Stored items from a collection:
******************************
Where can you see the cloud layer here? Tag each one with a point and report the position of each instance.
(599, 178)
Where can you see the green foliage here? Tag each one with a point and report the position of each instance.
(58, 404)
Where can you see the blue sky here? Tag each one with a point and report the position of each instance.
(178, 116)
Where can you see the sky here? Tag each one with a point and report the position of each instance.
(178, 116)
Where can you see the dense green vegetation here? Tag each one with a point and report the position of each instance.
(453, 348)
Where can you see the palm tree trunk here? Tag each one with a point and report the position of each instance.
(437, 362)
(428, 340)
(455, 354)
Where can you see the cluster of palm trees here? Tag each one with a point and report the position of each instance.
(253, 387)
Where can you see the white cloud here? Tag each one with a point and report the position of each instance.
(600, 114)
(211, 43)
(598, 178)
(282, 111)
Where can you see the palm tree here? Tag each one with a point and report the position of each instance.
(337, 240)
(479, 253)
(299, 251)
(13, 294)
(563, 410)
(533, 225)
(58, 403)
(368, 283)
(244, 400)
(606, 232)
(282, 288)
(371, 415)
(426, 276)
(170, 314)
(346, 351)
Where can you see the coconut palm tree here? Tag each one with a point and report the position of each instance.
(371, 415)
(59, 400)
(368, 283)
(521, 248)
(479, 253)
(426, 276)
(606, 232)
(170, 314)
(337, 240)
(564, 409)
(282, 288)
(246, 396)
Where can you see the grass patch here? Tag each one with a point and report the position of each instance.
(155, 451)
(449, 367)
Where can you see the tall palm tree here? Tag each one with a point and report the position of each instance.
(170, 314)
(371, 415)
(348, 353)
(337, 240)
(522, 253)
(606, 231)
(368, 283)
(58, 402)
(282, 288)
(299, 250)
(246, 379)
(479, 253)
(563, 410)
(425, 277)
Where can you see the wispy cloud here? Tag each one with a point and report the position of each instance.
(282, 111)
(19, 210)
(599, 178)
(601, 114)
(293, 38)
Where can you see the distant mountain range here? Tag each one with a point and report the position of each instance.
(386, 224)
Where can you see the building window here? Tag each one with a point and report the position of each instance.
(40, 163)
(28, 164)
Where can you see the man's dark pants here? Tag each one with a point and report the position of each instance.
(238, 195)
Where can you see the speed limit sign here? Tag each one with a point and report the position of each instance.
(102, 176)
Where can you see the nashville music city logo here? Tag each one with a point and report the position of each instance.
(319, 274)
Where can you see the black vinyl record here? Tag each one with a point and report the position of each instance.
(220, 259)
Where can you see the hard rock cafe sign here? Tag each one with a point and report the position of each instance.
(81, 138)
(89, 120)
******************************
# What you have to do:
Each record is to be restated word for word.

# Written reply:
Where can you see the cloud layer here? Tag each one with a point and report the position of each instance.
(599, 178)
Where can you see the green foliage here? Tag each one with a point and report the position of each instance.
(58, 404)
Where can you see the blue sky here? Tag each one with a point and report the position of each instance.
(178, 116)
Where can you see the sky here? Tag each one with a point and report the position of each instance.
(178, 116)
Where can you see the dense green vegetation here? Tag each one with a point and report the position of each instance.
(453, 348)
Where can you see the palm tree trunk here? Tag each one with a point and report the position of each instance.
(437, 362)
(428, 340)
(455, 354)
Where can you see the cluster of palm trees here? Tag each one with a point and report the position of each instance.
(253, 387)
Where can you see the white cloud here? Tag each one with a point and report the position of each instance.
(600, 114)
(211, 43)
(598, 178)
(282, 111)
Where can you see the palm tree here? Tag each one with a point and report the position of each instance.
(337, 240)
(479, 253)
(299, 251)
(13, 294)
(563, 410)
(533, 225)
(58, 403)
(368, 283)
(244, 400)
(606, 232)
(282, 288)
(371, 415)
(426, 276)
(170, 314)
(346, 351)
Where can you see the coconut palm tree here? Tag each one with a point and report the position of each instance.
(371, 415)
(59, 400)
(368, 283)
(521, 248)
(479, 253)
(426, 276)
(606, 232)
(170, 314)
(337, 240)
(564, 409)
(282, 288)
(246, 396)
Where can you see the grass patch here? Tag each one with a point and report the position of each instance.
(155, 451)
(449, 367)
Where can you see the tall palm tree here? Tag each one with a point and report the position of each instance.
(170, 314)
(371, 415)
(348, 353)
(337, 240)
(522, 253)
(606, 231)
(368, 283)
(58, 402)
(282, 288)
(299, 250)
(246, 379)
(479, 253)
(563, 410)
(425, 277)
Where can you see the wispy cloud here? Tag each one with a point and report the position of each instance.
(282, 111)
(19, 210)
(599, 178)
(601, 114)
(293, 38)
Where can you see the distant mountain range here? Tag each one with a point and report the position of each instance.
(386, 224)
Where can you see the building window here? Tag each one with a point and report the position of each instance.
(40, 163)
(28, 164)
Where can you see the man's dark pants here? Tag each one with a point and report the position of each instance.
(238, 195)
Where can you see the speed limit sign here? Tag each one with a point and report the position of each instance.
(102, 176)
Where can you see the nashville music city logo here? Tag each one with a point and report the position of each instance.
(319, 274)
Where can you see the black vinyl record here? Tag each one with a point and report the position of each instance.
(220, 259)
Where can you see the hard rock cafe sign here? Tag each one with a point and report the position of each instance.
(81, 138)
(89, 120)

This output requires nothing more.